Passage given ::
* START *
I remember thinking that if I was going to teach them to make their beds I better make sure I was doing my own every morning. I usually did, but there was something about knowing they would see my room and I wanted them to see that Mommy makes her bed every day just like they were being taught to do. I didn't make a big deal out of it. I just did it.
In the same way, hearing a few words like "You're inspiring!" "I want to read your blog!" and "I need some motivation." made me think about how the healthiness journey side of my life is becoming an example. It's a bit nerve wracking, because I'm so far from perfect and I eat junk, and my journey has been so slow, etc., but the truth is I have lost 60 pounds and I'm still losing. And knowing someone is watching me and looking to me for inspiration is a bit motivating.
It makes me want to do better, to keep pressing on towards my goals and know that as I stick to my new ending I may help someone else find theirs.
Oh, and I love this ad I saw on a sidebar this morning...
(Can't remember what company it's for, sorry..)
Amen! Have a great week!
Friday, September 14, 2012
Today's Weight: 168.5
Loss/Gain: - 0.5
I'll take it. In fact, no matter what the scale said I had good news to share today.
I felt like I've lost my weight loss mojo, desire to lose any more weight, etc. etc. and wasn't sure how to get it back or whether or not I wanted to. But I've found it again. One day at a time I will keep going.
Pretty much the last month I've been struggling to want to lose any more weight. I've struggled with the desire to keep fighting. I was happy with what I've accomplished and comfortable. Okay, not really. I was only comfortable to some extent, but I knew I wasn't content to settle.
This past week I've been only kind of trying to figure things out, but I really haven't felt the need to look into the deeper meanings of why I don't want to keep losing. Over the past three years I've done a lot of soul searching with regards to my weight and now I just felt like it's coming down to fine tuning my discipline.
By yesterday all I could say was, "I've lost my weight loss mojo and really can't figure out when I lost it or how to get it back." I fully expected that to be the end of today's post. I would've let you all know that I'll let you know when I figure it out, have a nice weekend, yada yada. I even found this great picture through Google to explain how I felt:
But then last night something happened.
I'm not even exactly sure what it was. I just know I was exhausted and as I thought over my day I realized I had made some better choices than in past days. And I said to myself, "I can't quit. I don't know exactly how I'll finish, because it is hard. But you know what...I didn't think I could run a 10K last May either, but I did it. " Then I fell into some much needed sleep...at 9:30.
I slept a good solid eight hours, woke up and went about my usual morning activities.
At the end of my devotional time I decided to bring the issue before God one more time and I found myself saying, "I just want to enjoy the journey." Then as a few tears rolled down my face I realized this is part of the problem.
When I think of what it's going to take to reach 140, from where I'm at today, I know it means a little more sacrifice than it's taken so far. I haven't wanted to give up the extras, and yet at the same time I've been indulging too much and not feeling well either.
* END *
Task details :: Copy out the part of the weight loss blog post that opens with the words containing "In the same" and closes with "it's for, sorry..)". The entries have nothing to do with this.

Entries for identifying locations
* START *
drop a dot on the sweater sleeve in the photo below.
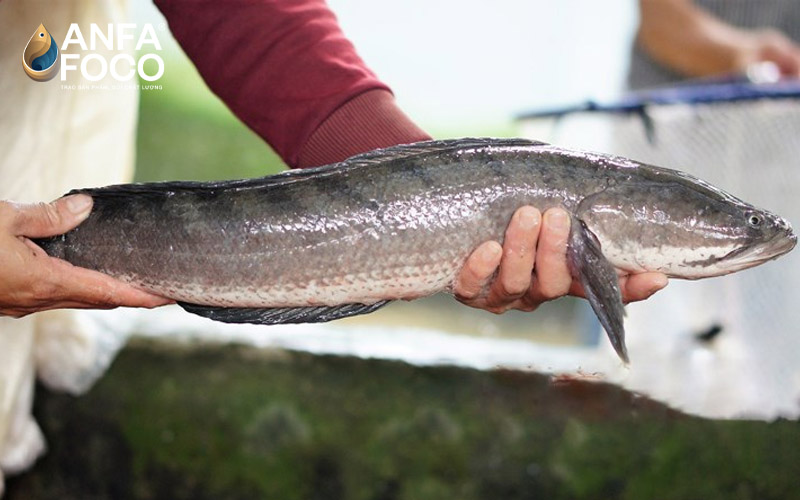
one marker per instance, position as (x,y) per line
(285,69)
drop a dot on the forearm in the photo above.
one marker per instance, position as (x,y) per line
(285,68)
(689,40)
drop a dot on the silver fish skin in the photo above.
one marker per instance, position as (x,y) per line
(398,223)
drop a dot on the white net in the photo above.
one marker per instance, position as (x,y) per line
(751,149)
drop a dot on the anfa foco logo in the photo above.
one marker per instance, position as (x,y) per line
(42,58)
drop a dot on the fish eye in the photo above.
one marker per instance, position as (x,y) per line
(754,220)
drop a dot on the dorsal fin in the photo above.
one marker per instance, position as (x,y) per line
(403,151)
(431,147)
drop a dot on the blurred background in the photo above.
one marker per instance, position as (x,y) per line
(431,399)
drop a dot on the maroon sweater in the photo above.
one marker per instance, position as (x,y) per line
(285,69)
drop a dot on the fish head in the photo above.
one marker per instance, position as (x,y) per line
(674,223)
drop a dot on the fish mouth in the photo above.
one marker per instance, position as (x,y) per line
(749,256)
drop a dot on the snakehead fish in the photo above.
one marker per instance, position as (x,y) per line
(398,223)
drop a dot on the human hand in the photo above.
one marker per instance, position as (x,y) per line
(532,244)
(32,281)
(769,46)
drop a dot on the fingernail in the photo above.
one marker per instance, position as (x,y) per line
(528,218)
(78,204)
(659,283)
(557,218)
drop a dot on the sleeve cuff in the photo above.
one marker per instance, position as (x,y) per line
(369,121)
* END *
Exercise result ::
In the same way, hearing a few words like "You're inspiring!" "I want to read your blog!" and "I need some motivation." made me think about how the healthiness journey side of my life is becoming an example. It's a bit nerve wracking, because I'm so far from perfect and I eat junk, and my journey has been so slow, etc., but the truth is I have lost 60 pounds and I'm still losing. And knowing someone is watching me and looking to me for inspiration is a bit motivating.
It makes me want to do better, to keep pressing on towards my goals and know that as I stick to my new ending I may help someone else find theirs.
Oh, and I love this ad I saw on a sidebar this morning...
(Can't remember what company it's for, sorry..)